§ **Problem description**: When you copy the material below, keep every line exact and leave each picture out.
═════ Given entries ═════
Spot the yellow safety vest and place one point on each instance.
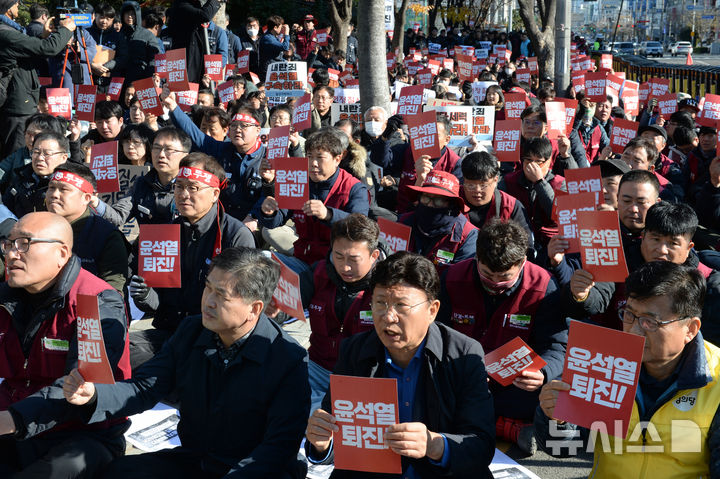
(675, 440)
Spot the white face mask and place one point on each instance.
(374, 128)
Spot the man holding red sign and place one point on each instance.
(678, 391)
(44, 280)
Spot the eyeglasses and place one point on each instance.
(648, 324)
(382, 307)
(22, 245)
(166, 149)
(44, 154)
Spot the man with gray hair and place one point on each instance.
(242, 384)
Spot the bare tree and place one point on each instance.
(541, 31)
(374, 87)
(340, 15)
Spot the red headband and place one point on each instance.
(72, 179)
(245, 118)
(196, 174)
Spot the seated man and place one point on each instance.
(205, 230)
(340, 305)
(481, 174)
(440, 230)
(99, 244)
(408, 345)
(242, 384)
(39, 345)
(26, 192)
(664, 304)
(150, 198)
(497, 296)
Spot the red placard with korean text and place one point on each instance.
(286, 296)
(186, 99)
(278, 141)
(363, 409)
(507, 140)
(585, 180)
(148, 97)
(602, 366)
(213, 67)
(115, 88)
(93, 362)
(159, 255)
(567, 208)
(301, 113)
(85, 102)
(601, 245)
(515, 103)
(410, 100)
(395, 235)
(177, 70)
(59, 102)
(423, 134)
(622, 132)
(103, 163)
(509, 360)
(710, 113)
(291, 182)
(596, 86)
(556, 119)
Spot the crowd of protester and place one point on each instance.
(486, 261)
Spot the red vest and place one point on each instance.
(327, 330)
(446, 162)
(542, 224)
(513, 317)
(45, 365)
(313, 240)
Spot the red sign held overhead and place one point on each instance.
(93, 363)
(159, 255)
(602, 366)
(363, 409)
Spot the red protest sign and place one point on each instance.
(243, 62)
(159, 255)
(301, 113)
(410, 100)
(515, 103)
(93, 362)
(103, 163)
(186, 99)
(596, 86)
(226, 92)
(177, 70)
(278, 141)
(556, 119)
(291, 182)
(567, 208)
(509, 360)
(507, 140)
(622, 132)
(602, 367)
(710, 113)
(364, 408)
(115, 88)
(213, 67)
(287, 292)
(395, 235)
(423, 134)
(148, 97)
(584, 180)
(601, 245)
(59, 102)
(85, 102)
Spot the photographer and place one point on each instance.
(19, 83)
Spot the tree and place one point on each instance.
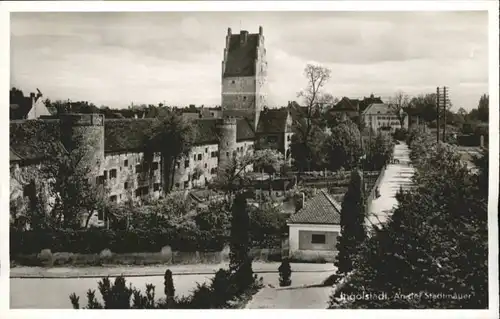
(352, 224)
(234, 175)
(285, 272)
(308, 126)
(343, 146)
(399, 104)
(75, 194)
(240, 263)
(424, 106)
(380, 151)
(118, 296)
(172, 137)
(483, 108)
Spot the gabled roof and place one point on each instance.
(347, 104)
(33, 139)
(241, 57)
(378, 108)
(273, 121)
(321, 209)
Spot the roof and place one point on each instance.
(321, 209)
(369, 100)
(378, 108)
(241, 58)
(31, 139)
(273, 121)
(347, 104)
(20, 109)
(125, 134)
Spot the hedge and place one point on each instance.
(93, 241)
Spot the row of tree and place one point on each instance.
(433, 252)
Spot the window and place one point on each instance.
(318, 239)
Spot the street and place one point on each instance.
(53, 293)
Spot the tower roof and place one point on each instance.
(241, 55)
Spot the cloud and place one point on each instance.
(116, 58)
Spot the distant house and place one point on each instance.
(382, 117)
(314, 229)
(28, 108)
(274, 130)
(346, 108)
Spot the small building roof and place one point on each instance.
(321, 209)
(241, 57)
(378, 108)
(273, 121)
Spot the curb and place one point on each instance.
(148, 275)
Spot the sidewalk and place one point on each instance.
(148, 271)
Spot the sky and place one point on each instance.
(117, 58)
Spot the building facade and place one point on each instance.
(114, 148)
(381, 117)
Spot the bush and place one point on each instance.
(93, 241)
(285, 272)
(400, 134)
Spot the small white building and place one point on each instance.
(314, 229)
(381, 116)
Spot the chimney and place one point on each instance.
(299, 201)
(243, 37)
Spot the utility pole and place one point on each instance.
(437, 113)
(445, 104)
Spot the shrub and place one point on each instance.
(169, 287)
(285, 272)
(93, 241)
(400, 134)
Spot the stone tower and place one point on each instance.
(244, 75)
(84, 133)
(227, 141)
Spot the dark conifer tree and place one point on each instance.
(352, 221)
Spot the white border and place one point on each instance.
(491, 6)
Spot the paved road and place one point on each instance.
(395, 176)
(53, 293)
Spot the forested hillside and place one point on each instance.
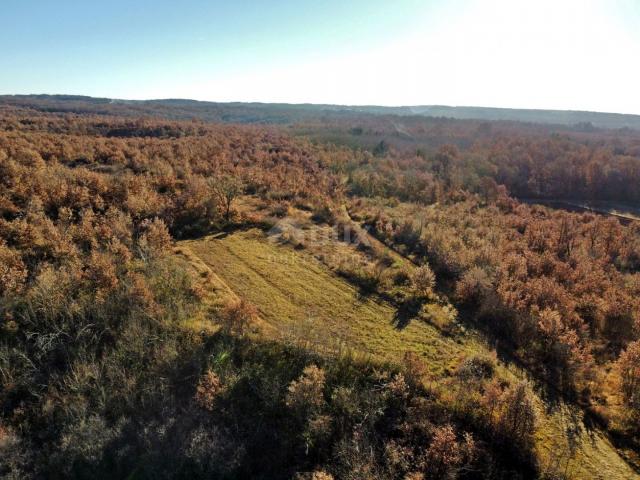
(151, 292)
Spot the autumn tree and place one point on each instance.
(628, 369)
(227, 188)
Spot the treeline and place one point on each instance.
(100, 379)
(559, 290)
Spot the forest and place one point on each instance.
(101, 375)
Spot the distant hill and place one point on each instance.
(282, 113)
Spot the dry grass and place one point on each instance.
(300, 299)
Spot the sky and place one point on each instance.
(555, 54)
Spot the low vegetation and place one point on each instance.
(184, 299)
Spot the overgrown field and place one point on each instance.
(308, 304)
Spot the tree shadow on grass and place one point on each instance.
(407, 311)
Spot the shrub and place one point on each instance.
(306, 393)
(423, 281)
(208, 389)
(628, 370)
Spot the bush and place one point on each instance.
(423, 281)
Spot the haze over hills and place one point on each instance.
(280, 113)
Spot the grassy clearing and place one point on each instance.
(300, 299)
(299, 296)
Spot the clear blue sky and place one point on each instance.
(577, 54)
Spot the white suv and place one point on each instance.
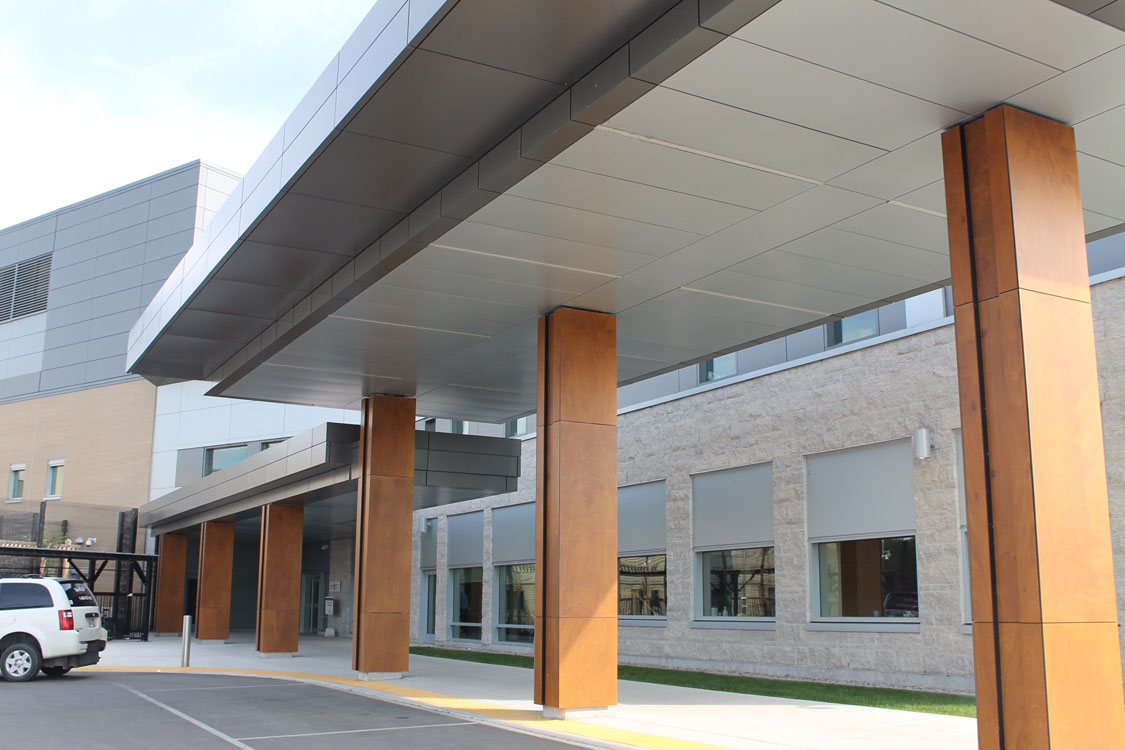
(47, 623)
═════
§ **Result**:
Spot the yellow safety vest and place one point on each instance.
(675, 440)
Spot the white face mask and place one point on each instance.
(374, 128)
Spot the man holding red sign and place one point on each instance.
(678, 391)
(44, 280)
Spot the eyeglasses and place one point on each instance.
(648, 324)
(382, 307)
(22, 245)
(166, 149)
(44, 154)
Spot the man with gray hair and place one point on each instance.
(242, 384)
Spot the bare tree and place one point on each instance.
(541, 31)
(374, 87)
(340, 15)
Spot the red headband and place one point on each instance.
(72, 179)
(245, 118)
(196, 174)
Spot the seated man and place one point on each instance.
(205, 230)
(340, 305)
(481, 174)
(440, 230)
(99, 244)
(408, 345)
(242, 384)
(39, 345)
(26, 192)
(664, 304)
(150, 198)
(497, 296)
Spot the red placard with korean text and place one point on each instance.
(286, 296)
(186, 99)
(278, 141)
(363, 409)
(507, 140)
(585, 180)
(148, 97)
(602, 366)
(213, 67)
(115, 88)
(93, 362)
(159, 255)
(567, 208)
(301, 113)
(85, 102)
(601, 245)
(515, 103)
(410, 100)
(395, 235)
(177, 70)
(59, 102)
(423, 134)
(622, 132)
(103, 163)
(509, 360)
(710, 113)
(291, 182)
(596, 86)
(556, 119)
Spot the crowd of protester and place one point on each instance.
(486, 261)
Spot the red vest and place one point on each instance.
(327, 330)
(446, 162)
(542, 224)
(513, 317)
(45, 365)
(313, 240)
Spot the red sign held overhead and place one point on each instance.
(93, 363)
(159, 255)
(602, 366)
(363, 409)
Spot the red protest sign and place one point on each instance.
(243, 62)
(159, 255)
(301, 113)
(410, 100)
(515, 103)
(93, 362)
(103, 163)
(186, 99)
(596, 86)
(226, 92)
(177, 70)
(278, 141)
(556, 119)
(291, 182)
(567, 208)
(509, 360)
(507, 140)
(622, 132)
(602, 367)
(710, 113)
(364, 408)
(115, 88)
(213, 67)
(287, 292)
(395, 235)
(423, 134)
(148, 97)
(584, 180)
(601, 245)
(59, 102)
(85, 102)
Spot the photographer and place one point on each instance.
(19, 83)
Spot the tree and place one point on each instance.
(352, 224)
(234, 175)
(285, 272)
(308, 126)
(343, 146)
(399, 104)
(75, 194)
(240, 263)
(424, 106)
(380, 151)
(118, 296)
(172, 137)
(483, 108)
Spot the gabled roof and place one point on each instance.
(347, 104)
(33, 139)
(241, 57)
(378, 108)
(273, 121)
(321, 209)
Spot the roof and place one point on each instance.
(321, 209)
(369, 100)
(378, 108)
(241, 58)
(31, 139)
(273, 121)
(347, 104)
(20, 109)
(125, 134)
Spot the hedge and place one point on each instance.
(93, 241)
Spot the row of tree and place one point on each instance.
(433, 252)
Spot the window and place one point on each instance.
(318, 239)
Spot the street and place one point on each instance.
(53, 293)
Spot the tower roof and place one point on each instance.
(241, 55)
Spot the cloud and place one point on each instance.
(116, 58)
Spot the distant house and place one point on each instance.
(382, 117)
(314, 229)
(28, 108)
(274, 130)
(346, 108)
Spot the small building roof and place one point on each instance.
(321, 209)
(241, 57)
(378, 108)
(273, 121)
Spot the curb and place one point on each instance.
(148, 275)
Spot the sidewalk and place one point on each instance.
(148, 271)
Spot the sky and place one point on each instance.
(117, 58)
Spot the building facade and place one point on each instance.
(114, 148)
(381, 117)
Spot the bush and place one point on each instance.
(93, 241)
(285, 272)
(400, 134)
Spot the small white building and place one point on each instance.
(314, 229)
(381, 116)
Spot the chimney and place one point on each instance.
(299, 201)
(243, 37)
Spot the utility pole and place one point on each instance.
(437, 113)
(445, 104)
Spot the shrub and place one point on each instance.
(169, 287)
(285, 272)
(93, 241)
(400, 134)
Spot the stone tower and place one point on each instance.
(244, 75)
(84, 133)
(227, 141)
Spot the dark conifer tree and place one point on each instance.
(352, 221)
Spot the white border and place one point on each instance.
(491, 6)
Spot the paved road and place one point on each instance.
(395, 176)
(53, 293)
Spot the forested hillside and place one point on each instance.
(151, 292)
Spot the autumn tree and place one point on each instance.
(628, 369)
(227, 188)
Spot the treeline and place one point on each instance.
(100, 379)
(559, 290)
Spot the forest and place one point on each instance.
(101, 375)
Spot the distant hill and place one point on each instance.
(282, 113)
Spot the dry grass and place one point on each instance.
(300, 299)
Spot the sky and place one point on each instance.
(555, 54)
Spot the low vegetation and place one point on each instance.
(184, 299)
Spot the overgrown field and place one point on each instance.
(308, 304)
Spot the tree shadow on grass and place one point on each instance.
(407, 311)
Spot the shrub and place one point on each instance.
(306, 393)
(423, 281)
(208, 389)
(628, 370)
Spot the bush and place one point on each instance.
(423, 281)
Spot the haze over hills and place one point on each instance.
(280, 113)
Spot the grassy clearing and place one point on each instance.
(300, 299)
(299, 296)
Spot the clear blue sky and place one point on each instance.
(577, 54)
Spot the white suv and place one point on each instance.
(47, 623)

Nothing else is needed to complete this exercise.